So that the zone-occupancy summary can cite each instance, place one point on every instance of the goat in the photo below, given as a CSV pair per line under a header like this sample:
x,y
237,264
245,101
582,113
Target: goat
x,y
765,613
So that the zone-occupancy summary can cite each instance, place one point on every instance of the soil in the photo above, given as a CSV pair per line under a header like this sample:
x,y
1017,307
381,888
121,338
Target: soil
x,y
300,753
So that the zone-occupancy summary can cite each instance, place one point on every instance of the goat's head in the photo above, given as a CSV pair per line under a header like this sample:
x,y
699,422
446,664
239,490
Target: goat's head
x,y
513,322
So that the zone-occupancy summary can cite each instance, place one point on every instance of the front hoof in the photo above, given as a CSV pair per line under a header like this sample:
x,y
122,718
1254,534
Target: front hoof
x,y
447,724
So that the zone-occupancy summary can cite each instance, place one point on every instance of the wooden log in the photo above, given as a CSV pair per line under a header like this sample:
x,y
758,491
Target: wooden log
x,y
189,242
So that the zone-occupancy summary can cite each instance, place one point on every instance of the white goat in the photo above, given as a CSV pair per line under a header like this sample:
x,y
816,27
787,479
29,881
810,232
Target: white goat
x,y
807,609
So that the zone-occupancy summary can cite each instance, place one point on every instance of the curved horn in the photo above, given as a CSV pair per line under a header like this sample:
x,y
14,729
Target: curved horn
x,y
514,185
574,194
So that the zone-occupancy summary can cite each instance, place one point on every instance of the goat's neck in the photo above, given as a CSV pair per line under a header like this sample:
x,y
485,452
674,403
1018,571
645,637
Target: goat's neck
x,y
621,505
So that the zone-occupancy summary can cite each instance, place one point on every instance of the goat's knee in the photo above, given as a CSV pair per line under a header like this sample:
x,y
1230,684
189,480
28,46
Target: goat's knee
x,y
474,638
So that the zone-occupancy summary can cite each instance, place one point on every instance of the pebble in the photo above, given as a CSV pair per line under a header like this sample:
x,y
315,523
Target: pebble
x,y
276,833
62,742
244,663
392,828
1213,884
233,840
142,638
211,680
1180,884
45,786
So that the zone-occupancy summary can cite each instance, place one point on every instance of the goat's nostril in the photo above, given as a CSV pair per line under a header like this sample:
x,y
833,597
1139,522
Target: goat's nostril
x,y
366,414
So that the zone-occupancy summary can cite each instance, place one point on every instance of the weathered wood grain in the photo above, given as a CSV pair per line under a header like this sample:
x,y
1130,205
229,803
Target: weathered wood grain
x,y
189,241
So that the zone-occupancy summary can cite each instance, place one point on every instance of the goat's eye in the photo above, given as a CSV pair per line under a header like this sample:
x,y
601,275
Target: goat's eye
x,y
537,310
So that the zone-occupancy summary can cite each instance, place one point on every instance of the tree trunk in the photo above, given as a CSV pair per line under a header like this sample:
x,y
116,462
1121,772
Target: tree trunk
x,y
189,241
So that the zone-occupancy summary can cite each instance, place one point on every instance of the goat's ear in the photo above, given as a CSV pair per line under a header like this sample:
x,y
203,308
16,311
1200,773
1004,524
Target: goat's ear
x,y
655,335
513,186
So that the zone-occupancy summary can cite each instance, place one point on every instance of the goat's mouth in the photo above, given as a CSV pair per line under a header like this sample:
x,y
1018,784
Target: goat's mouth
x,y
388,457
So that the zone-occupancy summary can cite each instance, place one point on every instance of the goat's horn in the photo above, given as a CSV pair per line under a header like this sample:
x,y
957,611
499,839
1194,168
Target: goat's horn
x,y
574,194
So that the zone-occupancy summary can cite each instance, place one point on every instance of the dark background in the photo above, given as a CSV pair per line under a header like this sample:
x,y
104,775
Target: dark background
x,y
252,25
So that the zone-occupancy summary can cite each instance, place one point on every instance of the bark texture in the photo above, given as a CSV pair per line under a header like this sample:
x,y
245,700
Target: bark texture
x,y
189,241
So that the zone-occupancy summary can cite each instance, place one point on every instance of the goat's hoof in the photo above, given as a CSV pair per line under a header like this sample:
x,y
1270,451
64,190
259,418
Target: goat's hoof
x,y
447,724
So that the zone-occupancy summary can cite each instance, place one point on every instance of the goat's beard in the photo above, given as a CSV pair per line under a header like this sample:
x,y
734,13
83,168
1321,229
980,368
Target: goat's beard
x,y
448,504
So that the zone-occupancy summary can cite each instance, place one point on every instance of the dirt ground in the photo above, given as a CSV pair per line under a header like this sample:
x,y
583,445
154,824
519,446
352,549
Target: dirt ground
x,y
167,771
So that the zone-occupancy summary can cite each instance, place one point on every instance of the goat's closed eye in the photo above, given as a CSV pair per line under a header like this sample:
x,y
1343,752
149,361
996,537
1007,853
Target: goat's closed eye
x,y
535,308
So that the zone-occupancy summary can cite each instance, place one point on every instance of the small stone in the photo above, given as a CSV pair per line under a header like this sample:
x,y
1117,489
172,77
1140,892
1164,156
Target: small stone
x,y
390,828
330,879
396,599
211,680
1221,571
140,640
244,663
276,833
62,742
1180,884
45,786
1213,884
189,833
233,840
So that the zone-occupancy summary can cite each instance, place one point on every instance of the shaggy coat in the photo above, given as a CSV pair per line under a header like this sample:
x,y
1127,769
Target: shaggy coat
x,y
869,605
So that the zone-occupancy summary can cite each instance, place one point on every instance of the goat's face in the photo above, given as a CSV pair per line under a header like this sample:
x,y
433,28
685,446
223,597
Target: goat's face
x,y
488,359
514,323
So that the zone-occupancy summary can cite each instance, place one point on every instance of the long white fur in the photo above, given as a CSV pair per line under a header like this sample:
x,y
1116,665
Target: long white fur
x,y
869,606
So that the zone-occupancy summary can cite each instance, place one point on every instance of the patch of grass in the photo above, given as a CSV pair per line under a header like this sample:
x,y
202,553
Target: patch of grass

══════

## TASK
Print every line you see above, exactly as written.

## FINISHED EXERCISE
So that the zone-occupancy summary can cite each instance, place one point on every instance of the goat in the photo below, given as a CSV pair per line under a header like this sample:
x,y
237,264
245,101
582,113
Target: goat
x,y
765,613
So that the zone-occupancy summary can cite each instance, place one point on every instance of the soil in the photo above, given as a CSV pair per line under a header like this sample:
x,y
1017,307
381,888
121,338
Target: soil
x,y
300,753
So that the zone-occupancy summary can cite each instance, place one point on every instance of the goat's head in the photo above, given as a CSV pair per line under a header like this sample:
x,y
699,422
446,664
239,490
Target: goat's head
x,y
513,322
So that the zone-occupancy summary can cite each instance, place one point on every instance of the front hoof in the photo above, given as a CSV pair per line under a header like this sample:
x,y
122,718
1254,534
Target: front hoof
x,y
447,724
So that the zone-occupancy summary can cite each instance, place one point on every instance of the wooden log in the photo above, given as a CSV pair per line under a header like this sample:
x,y
758,491
Target: wooden log
x,y
189,242
So that the zone-occupancy summary can cite each instance, place one point on every instance of the white goat in the photo above, given as a CSV pair per line under a header like this sample:
x,y
816,27
787,479
29,881
810,232
Target: white goat
x,y
807,609
So that the zone-occupancy summary can cite each instance, place one point on every instance of the curved horn in the photo above, given as a CSV pair per line under a header like this sample:
x,y
14,729
Target: curved horn
x,y
514,185
574,194
So that the zone-occupancy summary can cite each instance, place one point on every instance of the goat's neck in the photo above, given as a CSV pair per line under a header like this sample:
x,y
485,452
674,403
1018,571
645,637
Target: goat's neck
x,y
621,505
So that the zone-occupancy summary can cite each instance, place one point on every instance of the goat's knee in the photo above, given as a CSV pair per line under a header like this sample:
x,y
1230,684
189,480
28,46
Target: goat's knee
x,y
474,638
So that the zone-occupancy summary can cite each instance, place one point on every instance of the pebble in the photo above, given as a CSV pair per line under a header like this sample:
x,y
315,523
Target: pebble
x,y
276,833
62,742
244,663
392,828
1213,884
233,840
142,638
211,680
1180,884
45,786
So that the zone-occupancy summary can cite each instance, place one point on every instance of the goat's nostril in the photo above, given as a CSV pair per line under a header like this sample:
x,y
833,597
1139,522
Target: goat's nostril
x,y
366,414
So that the zone-occupancy summary can cite each instance, place one point on every instance of the weathered wood grain in the photo above, given as a CSV pair per line under a header like this sample:
x,y
1130,205
229,803
Target: weathered wood grain
x,y
189,241
So that the zone-occupancy summary can cite each instance, place one point on every instance of the goat's eye in the photo above, given as a CSV pair per line under a header like this sample:
x,y
601,275
Target: goat's eye
x,y
537,310
So that the zone-occupancy summary can cite each instance, place one point on every instance of the tree trunk in the photo above, given as a CSV pair per line under a header like this sample:
x,y
116,462
1121,772
Target: tree trunk
x,y
189,241
So that the zone-occupancy summary can cite each instance, place one point on every instance of the goat's ear in the photo above, given as a CSV pair per line under a header like this sample:
x,y
203,308
16,311
1200,773
1004,524
Target: goat's ear
x,y
655,335
513,186
So that the zone-occupancy summary can cite each instance, place one point on every instance of the goat's mouth in the photo above, given as a CSV pair per line under a header like this sample:
x,y
1018,784
Target: goat's mouth
x,y
388,457
So that the zone-occupancy summary can cite each instance, place one point on every instance of the goat's horn in the photo above, given as a CSV pair per line under a header like this sample:
x,y
957,611
499,839
1194,168
Target: goat's horn
x,y
574,194
So that the zone-occupancy summary can cite each instance, place one point on every instance of the dark background in the photo above, given as a CSV pair per line under a header like this sample:
x,y
104,775
Target: dark background
x,y
252,25
So that the zone-occupancy summary can cite each instance, place one point on every instance of the bark texture in the photo above, given as a CSV pair per line under a header like this sample:
x,y
245,700
Target: bark texture
x,y
189,241
So that the zone-occupancy summary can cite each instance, place one point on every instance of the goat's hoof in the photo above, given as a CSV pair per line under a header like this sample:
x,y
1270,451
64,190
259,418
Target: goat's hoof
x,y
447,724
So that the zone-occupancy summary can cite each instance, place one point on every instance of the goat's beard in the photo above, given as a CSV pair per line under a header like this sample:
x,y
734,13
83,168
1321,229
980,368
Target: goat's beard
x,y
448,504
So that the zone-occupancy summary can cite each instance, place one point on every instance of the dirt ground in the photo above, given as a CSV pair per line under a header like this sample:
x,y
583,445
154,824
519,446
352,549
Target: dirt ground
x,y
167,771
So that the zone-occupancy summary can cite each instance, place one point on every instance of the goat's closed eye in the photo above, given as a CSV pair per line under a header like this sample:
x,y
1343,752
149,361
996,537
1007,853
Target: goat's closed eye
x,y
535,308
So that the zone-occupancy summary can cite each instance, place one point on every instance of the small stone in the photo above, given as a CSV pair per line under a header like this sample:
x,y
1117,489
172,77
1140,892
1164,156
Target: small stone
x,y
390,828
330,879
396,599
211,680
1221,571
140,640
244,663
276,833
62,742
1180,884
45,786
1213,884
189,833
233,840
So that the zone-occupancy summary can cite each instance, place one point on every instance of the shaggy coat in the photo above, given as a CSV pair per line under a header like this sample:
x,y
1127,769
Target: shaggy coat
x,y
869,605
So that the zone-occupancy summary can cite each instance, place one point on every instance of the goat's face in the photo above, given as a CSV pair per line under a header like this sample:
x,y
433,28
685,446
223,597
Target: goat's face
x,y
488,359
514,323
So that the zone-occupancy summary can cite each instance, place one point on every instance of the long white fur in the photo above, given as a CSV pair per line under a header like this sample:
x,y
1116,665
Target: long white fur
x,y
869,606
So that the zone-occupancy summary can cite each instance, place one point on every instance of the patch of grass in the photo above, given as a CSV pair per line under a header like this sample:
x,y
202,553
Target: patch of grass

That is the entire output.